#### Gestellte Aufgabe
Ermittle, in wie vielen Zeilen der folgenden Daten die Zeichenfolge „roundel“ vorkommt, wobei Groß- und Kleinschreibung zählt. Nenne nur die Zahl.

#### Gespeicherte Daten
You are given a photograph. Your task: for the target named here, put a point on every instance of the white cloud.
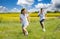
(25, 2)
(15, 10)
(33, 10)
(39, 0)
(41, 5)
(3, 9)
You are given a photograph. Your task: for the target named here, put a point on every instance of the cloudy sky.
(30, 5)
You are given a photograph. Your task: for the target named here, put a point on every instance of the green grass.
(12, 30)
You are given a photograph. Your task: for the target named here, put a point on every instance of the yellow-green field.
(10, 27)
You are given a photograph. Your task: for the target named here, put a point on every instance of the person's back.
(42, 17)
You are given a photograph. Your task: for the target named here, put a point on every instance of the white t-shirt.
(42, 16)
(24, 19)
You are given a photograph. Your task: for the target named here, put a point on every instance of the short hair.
(22, 10)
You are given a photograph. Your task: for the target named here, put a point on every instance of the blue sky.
(13, 3)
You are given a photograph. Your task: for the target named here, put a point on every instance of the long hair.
(22, 10)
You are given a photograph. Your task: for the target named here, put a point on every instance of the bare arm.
(20, 20)
(28, 18)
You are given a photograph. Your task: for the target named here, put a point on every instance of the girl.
(24, 21)
(42, 18)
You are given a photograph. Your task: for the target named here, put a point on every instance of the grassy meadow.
(10, 27)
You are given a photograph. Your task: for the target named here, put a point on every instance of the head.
(41, 10)
(23, 11)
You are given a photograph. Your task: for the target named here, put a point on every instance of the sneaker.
(26, 33)
(44, 30)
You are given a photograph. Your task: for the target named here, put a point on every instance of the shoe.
(44, 30)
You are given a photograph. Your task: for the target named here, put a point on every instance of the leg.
(25, 30)
(42, 24)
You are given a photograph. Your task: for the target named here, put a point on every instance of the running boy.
(42, 14)
(24, 21)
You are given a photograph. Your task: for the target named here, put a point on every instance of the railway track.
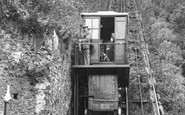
(138, 46)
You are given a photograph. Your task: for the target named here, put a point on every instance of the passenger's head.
(85, 27)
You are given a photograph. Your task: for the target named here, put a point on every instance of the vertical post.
(141, 97)
(6, 100)
(121, 5)
(126, 89)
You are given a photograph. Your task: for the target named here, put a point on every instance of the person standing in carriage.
(85, 40)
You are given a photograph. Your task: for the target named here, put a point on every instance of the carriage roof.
(104, 13)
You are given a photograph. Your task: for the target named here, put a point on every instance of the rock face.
(49, 96)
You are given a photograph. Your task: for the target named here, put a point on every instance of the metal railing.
(100, 53)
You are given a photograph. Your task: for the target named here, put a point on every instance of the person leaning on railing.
(85, 40)
(110, 47)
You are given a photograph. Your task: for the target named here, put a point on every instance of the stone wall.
(51, 96)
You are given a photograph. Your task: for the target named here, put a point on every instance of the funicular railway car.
(101, 86)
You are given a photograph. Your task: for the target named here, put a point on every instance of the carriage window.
(88, 22)
(120, 27)
(93, 24)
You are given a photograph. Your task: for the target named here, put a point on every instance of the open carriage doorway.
(107, 28)
(107, 48)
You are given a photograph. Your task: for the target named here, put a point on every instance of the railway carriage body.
(100, 87)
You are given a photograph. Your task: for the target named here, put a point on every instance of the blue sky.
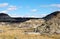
(29, 8)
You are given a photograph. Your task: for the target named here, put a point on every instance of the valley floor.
(17, 33)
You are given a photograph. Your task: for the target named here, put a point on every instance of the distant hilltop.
(6, 18)
(49, 24)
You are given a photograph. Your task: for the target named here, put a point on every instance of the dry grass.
(17, 33)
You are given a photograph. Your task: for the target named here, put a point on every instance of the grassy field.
(17, 33)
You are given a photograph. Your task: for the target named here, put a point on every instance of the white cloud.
(34, 10)
(12, 8)
(51, 5)
(3, 4)
(55, 5)
(4, 11)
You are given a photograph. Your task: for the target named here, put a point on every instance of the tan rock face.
(48, 25)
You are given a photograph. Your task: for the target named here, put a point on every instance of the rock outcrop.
(46, 25)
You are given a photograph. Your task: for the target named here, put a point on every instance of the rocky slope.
(51, 25)
(46, 25)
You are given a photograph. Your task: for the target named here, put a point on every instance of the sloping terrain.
(30, 28)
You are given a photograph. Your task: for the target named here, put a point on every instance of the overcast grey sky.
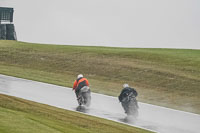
(126, 23)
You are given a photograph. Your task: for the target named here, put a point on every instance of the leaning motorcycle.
(130, 105)
(84, 97)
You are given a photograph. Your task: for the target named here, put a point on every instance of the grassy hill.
(21, 116)
(166, 77)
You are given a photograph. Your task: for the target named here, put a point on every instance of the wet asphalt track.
(151, 117)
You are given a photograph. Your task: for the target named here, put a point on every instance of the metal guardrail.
(6, 14)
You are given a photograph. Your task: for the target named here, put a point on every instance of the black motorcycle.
(130, 105)
(84, 97)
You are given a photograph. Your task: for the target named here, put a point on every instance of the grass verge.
(22, 116)
(166, 77)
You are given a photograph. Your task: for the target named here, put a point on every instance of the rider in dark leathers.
(126, 92)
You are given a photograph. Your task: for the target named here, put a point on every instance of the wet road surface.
(151, 117)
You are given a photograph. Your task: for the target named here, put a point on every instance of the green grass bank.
(166, 77)
(22, 116)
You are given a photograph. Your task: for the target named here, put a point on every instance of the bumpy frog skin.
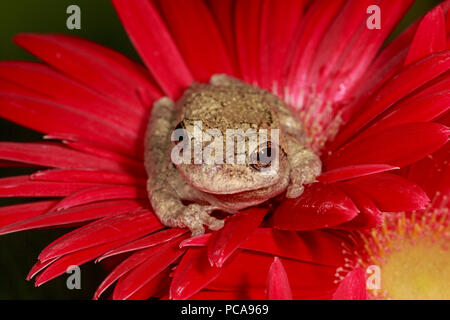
(224, 103)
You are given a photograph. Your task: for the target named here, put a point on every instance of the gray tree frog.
(185, 194)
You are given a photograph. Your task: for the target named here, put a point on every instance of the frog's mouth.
(232, 181)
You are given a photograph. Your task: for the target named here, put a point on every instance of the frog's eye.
(179, 133)
(263, 156)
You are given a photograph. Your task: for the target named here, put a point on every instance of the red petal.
(431, 36)
(392, 193)
(146, 242)
(64, 90)
(18, 212)
(137, 223)
(396, 146)
(353, 287)
(278, 287)
(412, 110)
(22, 186)
(70, 216)
(350, 172)
(247, 294)
(100, 177)
(192, 274)
(359, 53)
(280, 19)
(318, 247)
(145, 272)
(100, 193)
(55, 155)
(198, 38)
(249, 270)
(369, 215)
(431, 172)
(103, 69)
(394, 90)
(157, 287)
(153, 41)
(237, 229)
(309, 246)
(320, 206)
(123, 268)
(223, 16)
(247, 18)
(313, 26)
(49, 117)
(77, 258)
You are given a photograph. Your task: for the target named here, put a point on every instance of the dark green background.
(99, 23)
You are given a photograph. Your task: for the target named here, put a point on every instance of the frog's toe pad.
(294, 191)
(195, 216)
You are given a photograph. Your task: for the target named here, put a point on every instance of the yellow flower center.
(418, 270)
(411, 255)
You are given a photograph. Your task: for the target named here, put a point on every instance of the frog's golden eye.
(263, 156)
(179, 133)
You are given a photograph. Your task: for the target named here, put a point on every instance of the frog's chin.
(236, 201)
(228, 189)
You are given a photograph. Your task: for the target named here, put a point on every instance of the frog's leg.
(164, 193)
(304, 163)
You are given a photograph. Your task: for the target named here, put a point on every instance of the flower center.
(411, 255)
(418, 270)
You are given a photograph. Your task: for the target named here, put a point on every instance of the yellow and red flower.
(377, 115)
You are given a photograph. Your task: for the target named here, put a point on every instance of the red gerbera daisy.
(368, 111)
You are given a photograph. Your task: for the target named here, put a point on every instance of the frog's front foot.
(305, 172)
(194, 217)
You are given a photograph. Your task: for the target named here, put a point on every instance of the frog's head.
(225, 163)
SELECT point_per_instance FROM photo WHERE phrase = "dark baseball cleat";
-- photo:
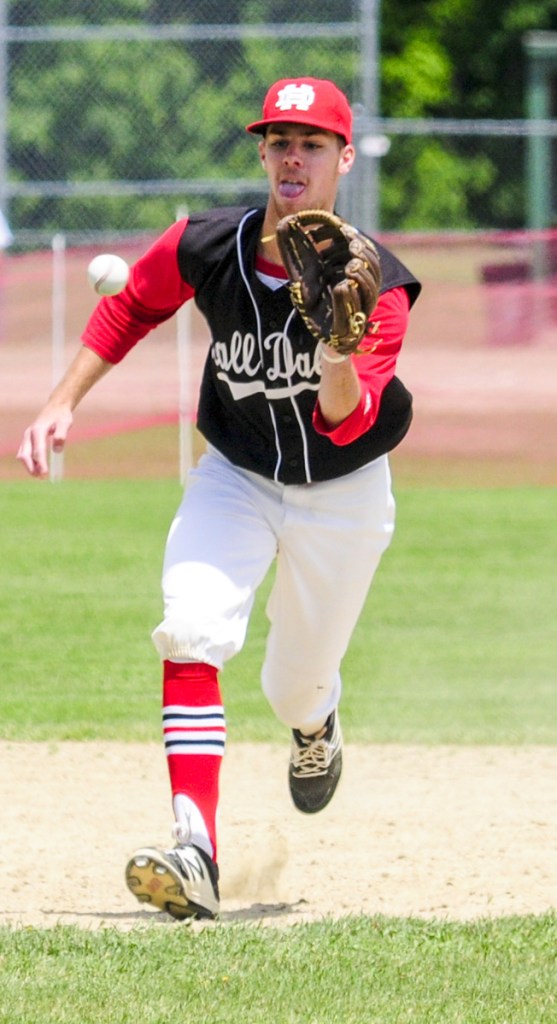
(315, 764)
(181, 882)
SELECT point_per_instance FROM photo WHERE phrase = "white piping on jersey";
(294, 404)
(292, 389)
(246, 217)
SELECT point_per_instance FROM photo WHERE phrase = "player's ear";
(346, 160)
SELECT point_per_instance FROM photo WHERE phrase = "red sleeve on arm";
(156, 290)
(376, 367)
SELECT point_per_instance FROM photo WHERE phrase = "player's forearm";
(54, 422)
(339, 391)
(86, 369)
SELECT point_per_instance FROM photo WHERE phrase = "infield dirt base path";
(446, 833)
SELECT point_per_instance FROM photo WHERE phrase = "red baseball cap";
(314, 101)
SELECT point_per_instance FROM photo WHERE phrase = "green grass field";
(456, 644)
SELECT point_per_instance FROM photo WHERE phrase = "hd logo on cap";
(300, 96)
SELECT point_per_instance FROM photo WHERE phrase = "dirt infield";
(450, 833)
(481, 361)
(446, 833)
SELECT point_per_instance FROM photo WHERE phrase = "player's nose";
(293, 154)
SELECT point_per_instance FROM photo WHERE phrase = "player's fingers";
(33, 454)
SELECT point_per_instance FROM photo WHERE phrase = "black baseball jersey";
(262, 373)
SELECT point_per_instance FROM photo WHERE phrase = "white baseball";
(108, 274)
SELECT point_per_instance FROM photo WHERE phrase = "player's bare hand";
(49, 429)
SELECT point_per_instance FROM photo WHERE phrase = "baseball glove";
(334, 273)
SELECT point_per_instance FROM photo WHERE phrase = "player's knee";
(179, 639)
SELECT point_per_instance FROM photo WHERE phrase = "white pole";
(58, 334)
(183, 339)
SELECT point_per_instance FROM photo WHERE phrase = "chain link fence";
(114, 117)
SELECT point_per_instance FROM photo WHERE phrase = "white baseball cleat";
(182, 882)
(315, 765)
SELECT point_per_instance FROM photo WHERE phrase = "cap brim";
(258, 127)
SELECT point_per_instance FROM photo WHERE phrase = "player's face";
(303, 165)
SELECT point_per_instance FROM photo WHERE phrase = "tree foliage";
(143, 111)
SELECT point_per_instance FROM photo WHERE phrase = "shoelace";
(181, 833)
(311, 759)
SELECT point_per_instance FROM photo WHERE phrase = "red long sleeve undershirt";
(156, 291)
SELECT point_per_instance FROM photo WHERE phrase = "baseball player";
(296, 472)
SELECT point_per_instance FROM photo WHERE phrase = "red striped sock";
(195, 733)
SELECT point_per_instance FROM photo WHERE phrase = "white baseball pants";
(328, 540)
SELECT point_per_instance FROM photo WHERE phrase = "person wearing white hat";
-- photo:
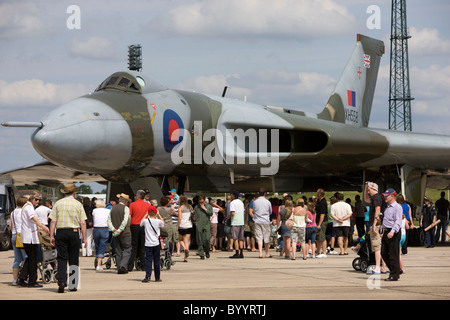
(377, 203)
(68, 217)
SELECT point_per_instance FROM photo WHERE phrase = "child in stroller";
(47, 268)
(366, 256)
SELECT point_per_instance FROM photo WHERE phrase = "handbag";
(193, 216)
(161, 240)
(289, 222)
(19, 243)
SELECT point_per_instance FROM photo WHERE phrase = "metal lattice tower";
(135, 57)
(399, 88)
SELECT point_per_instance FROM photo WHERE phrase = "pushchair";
(166, 256)
(47, 268)
(366, 256)
(110, 255)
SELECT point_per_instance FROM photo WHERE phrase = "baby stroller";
(110, 255)
(47, 267)
(166, 257)
(366, 256)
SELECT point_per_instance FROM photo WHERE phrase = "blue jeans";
(152, 254)
(101, 237)
(430, 239)
(19, 254)
(441, 226)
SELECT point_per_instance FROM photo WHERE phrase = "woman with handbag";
(185, 226)
(152, 225)
(30, 240)
(15, 225)
(299, 229)
(284, 215)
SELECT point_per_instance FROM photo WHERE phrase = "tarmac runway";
(221, 278)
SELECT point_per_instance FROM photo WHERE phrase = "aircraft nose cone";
(85, 134)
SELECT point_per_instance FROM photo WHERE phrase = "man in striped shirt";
(67, 217)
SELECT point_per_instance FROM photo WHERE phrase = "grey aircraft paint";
(129, 128)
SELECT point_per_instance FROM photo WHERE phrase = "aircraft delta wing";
(136, 133)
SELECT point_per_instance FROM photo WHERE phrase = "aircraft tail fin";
(351, 100)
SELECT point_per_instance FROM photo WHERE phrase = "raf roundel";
(173, 129)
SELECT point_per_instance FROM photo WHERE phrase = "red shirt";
(139, 209)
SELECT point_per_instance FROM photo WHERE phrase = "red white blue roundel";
(172, 122)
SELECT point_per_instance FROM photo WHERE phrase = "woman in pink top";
(311, 230)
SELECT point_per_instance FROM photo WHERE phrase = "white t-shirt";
(42, 213)
(16, 220)
(238, 207)
(152, 238)
(262, 209)
(29, 229)
(341, 209)
(100, 217)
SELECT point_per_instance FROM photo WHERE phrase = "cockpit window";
(121, 81)
(124, 82)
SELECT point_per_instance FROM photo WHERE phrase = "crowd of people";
(138, 229)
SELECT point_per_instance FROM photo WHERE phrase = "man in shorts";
(377, 203)
(237, 211)
(341, 212)
(322, 222)
(261, 211)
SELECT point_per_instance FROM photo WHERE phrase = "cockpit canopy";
(130, 81)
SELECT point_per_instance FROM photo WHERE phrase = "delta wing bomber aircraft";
(133, 132)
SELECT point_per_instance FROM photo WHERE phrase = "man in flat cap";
(68, 218)
(119, 223)
(392, 232)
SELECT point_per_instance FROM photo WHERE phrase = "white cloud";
(265, 18)
(36, 92)
(93, 48)
(427, 41)
(19, 19)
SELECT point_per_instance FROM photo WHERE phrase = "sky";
(287, 53)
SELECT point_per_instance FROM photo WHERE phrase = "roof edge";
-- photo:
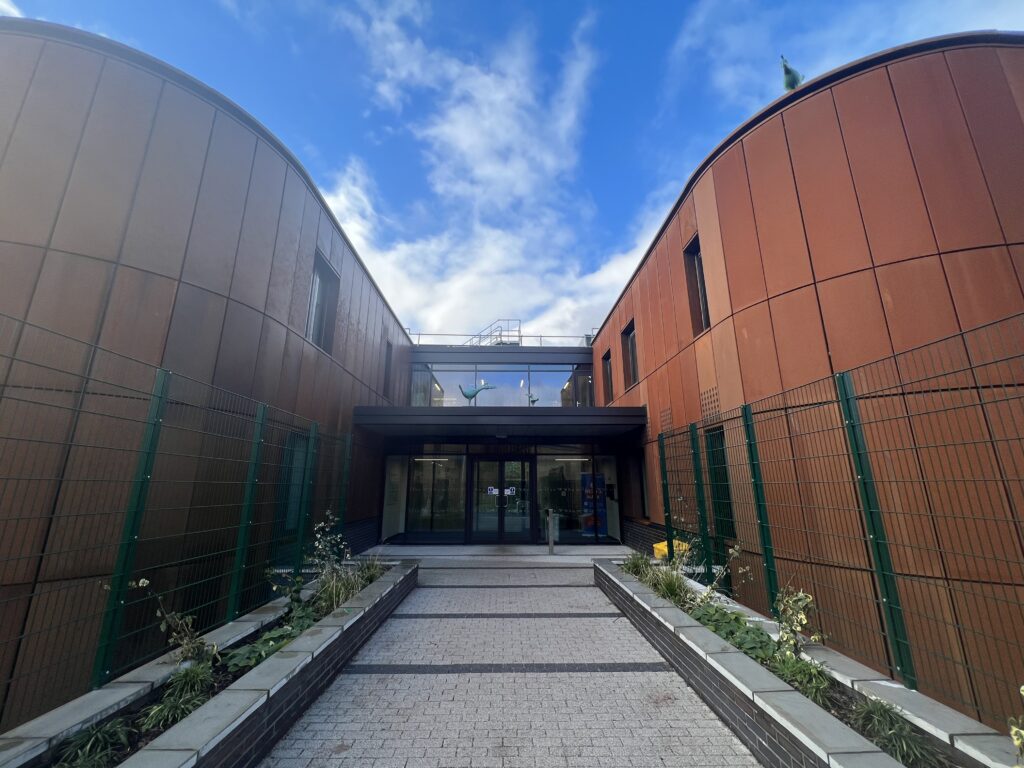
(927, 45)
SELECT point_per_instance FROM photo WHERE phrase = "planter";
(242, 722)
(776, 723)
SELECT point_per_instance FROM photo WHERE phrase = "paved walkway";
(494, 663)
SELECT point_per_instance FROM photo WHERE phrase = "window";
(323, 304)
(387, 369)
(630, 371)
(695, 288)
(609, 390)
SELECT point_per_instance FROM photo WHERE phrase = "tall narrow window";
(695, 288)
(631, 372)
(609, 390)
(323, 304)
(387, 369)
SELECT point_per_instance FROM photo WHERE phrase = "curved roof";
(960, 40)
(73, 36)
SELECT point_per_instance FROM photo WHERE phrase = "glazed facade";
(144, 218)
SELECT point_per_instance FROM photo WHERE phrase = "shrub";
(882, 723)
(807, 677)
(96, 747)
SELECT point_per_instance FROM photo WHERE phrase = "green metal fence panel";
(764, 526)
(667, 504)
(701, 505)
(245, 523)
(878, 539)
(124, 566)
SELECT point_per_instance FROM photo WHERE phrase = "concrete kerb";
(189, 740)
(965, 734)
(29, 740)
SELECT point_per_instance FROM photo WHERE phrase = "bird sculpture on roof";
(471, 393)
(791, 78)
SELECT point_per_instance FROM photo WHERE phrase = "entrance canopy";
(535, 423)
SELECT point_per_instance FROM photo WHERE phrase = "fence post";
(709, 561)
(761, 505)
(346, 468)
(665, 497)
(899, 643)
(242, 543)
(114, 615)
(306, 505)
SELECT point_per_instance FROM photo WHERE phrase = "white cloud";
(500, 143)
(8, 8)
(734, 45)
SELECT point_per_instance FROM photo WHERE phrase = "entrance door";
(502, 497)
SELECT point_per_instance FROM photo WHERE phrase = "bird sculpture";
(471, 393)
(791, 78)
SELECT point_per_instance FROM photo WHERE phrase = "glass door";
(502, 500)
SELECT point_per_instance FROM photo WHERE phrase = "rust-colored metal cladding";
(879, 209)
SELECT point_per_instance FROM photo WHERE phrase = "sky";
(492, 159)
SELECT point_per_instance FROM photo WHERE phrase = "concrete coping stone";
(815, 728)
(67, 720)
(937, 719)
(994, 751)
(745, 674)
(30, 739)
(974, 738)
(206, 727)
(273, 672)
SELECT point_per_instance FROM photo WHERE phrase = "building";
(196, 366)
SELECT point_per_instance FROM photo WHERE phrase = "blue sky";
(495, 159)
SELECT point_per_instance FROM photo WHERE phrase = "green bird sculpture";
(470, 393)
(791, 78)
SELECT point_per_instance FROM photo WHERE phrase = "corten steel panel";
(919, 308)
(18, 56)
(42, 146)
(800, 339)
(288, 389)
(239, 349)
(304, 266)
(1013, 66)
(19, 266)
(931, 621)
(984, 286)
(279, 297)
(102, 180)
(268, 363)
(756, 346)
(954, 188)
(37, 679)
(259, 228)
(711, 249)
(832, 217)
(666, 342)
(887, 184)
(676, 299)
(165, 200)
(739, 235)
(990, 617)
(776, 210)
(854, 320)
(70, 295)
(963, 476)
(730, 385)
(214, 238)
(997, 130)
(138, 313)
(195, 333)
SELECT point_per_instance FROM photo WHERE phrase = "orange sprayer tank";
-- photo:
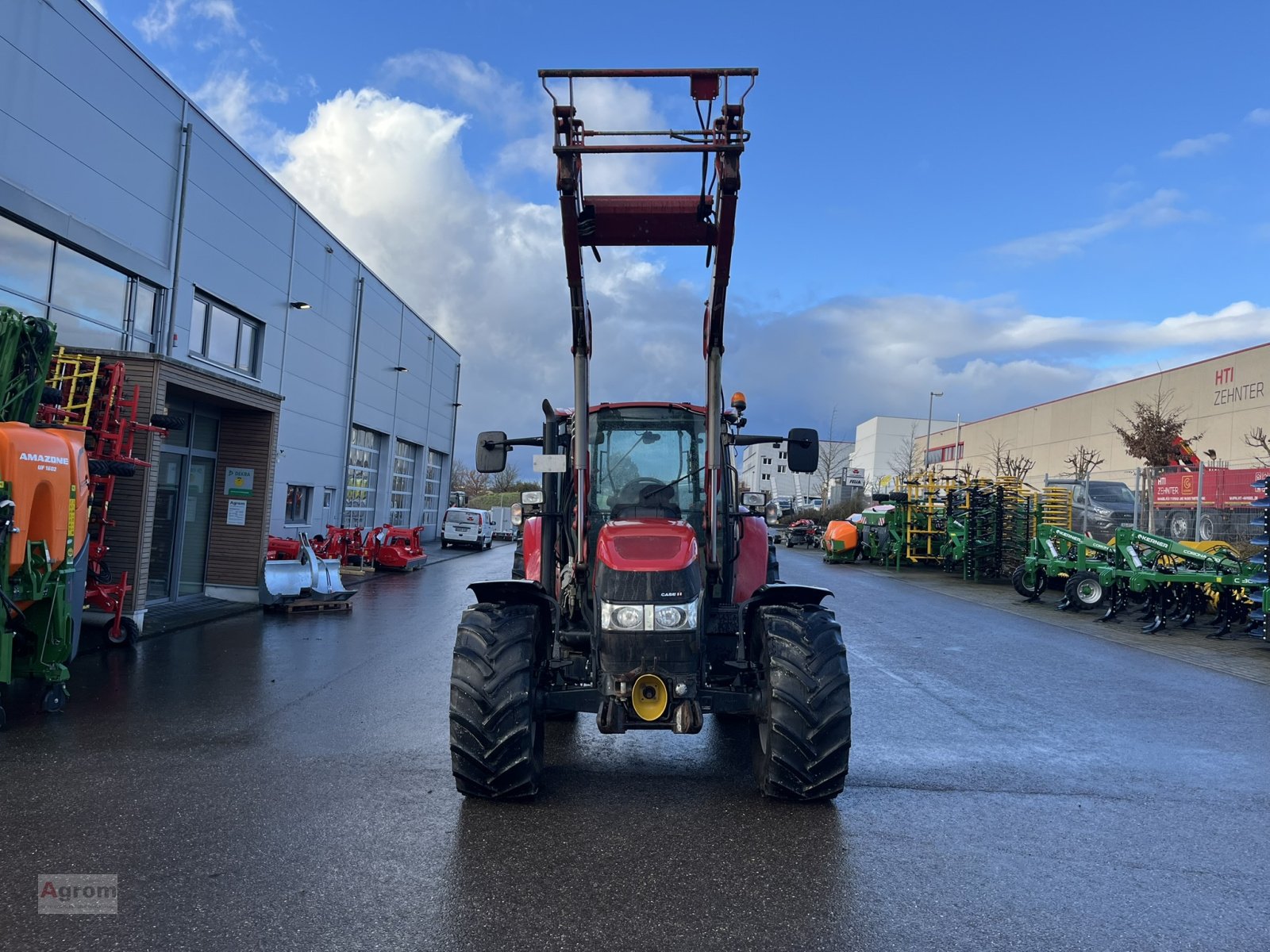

#### Lösung der Aufgabe
2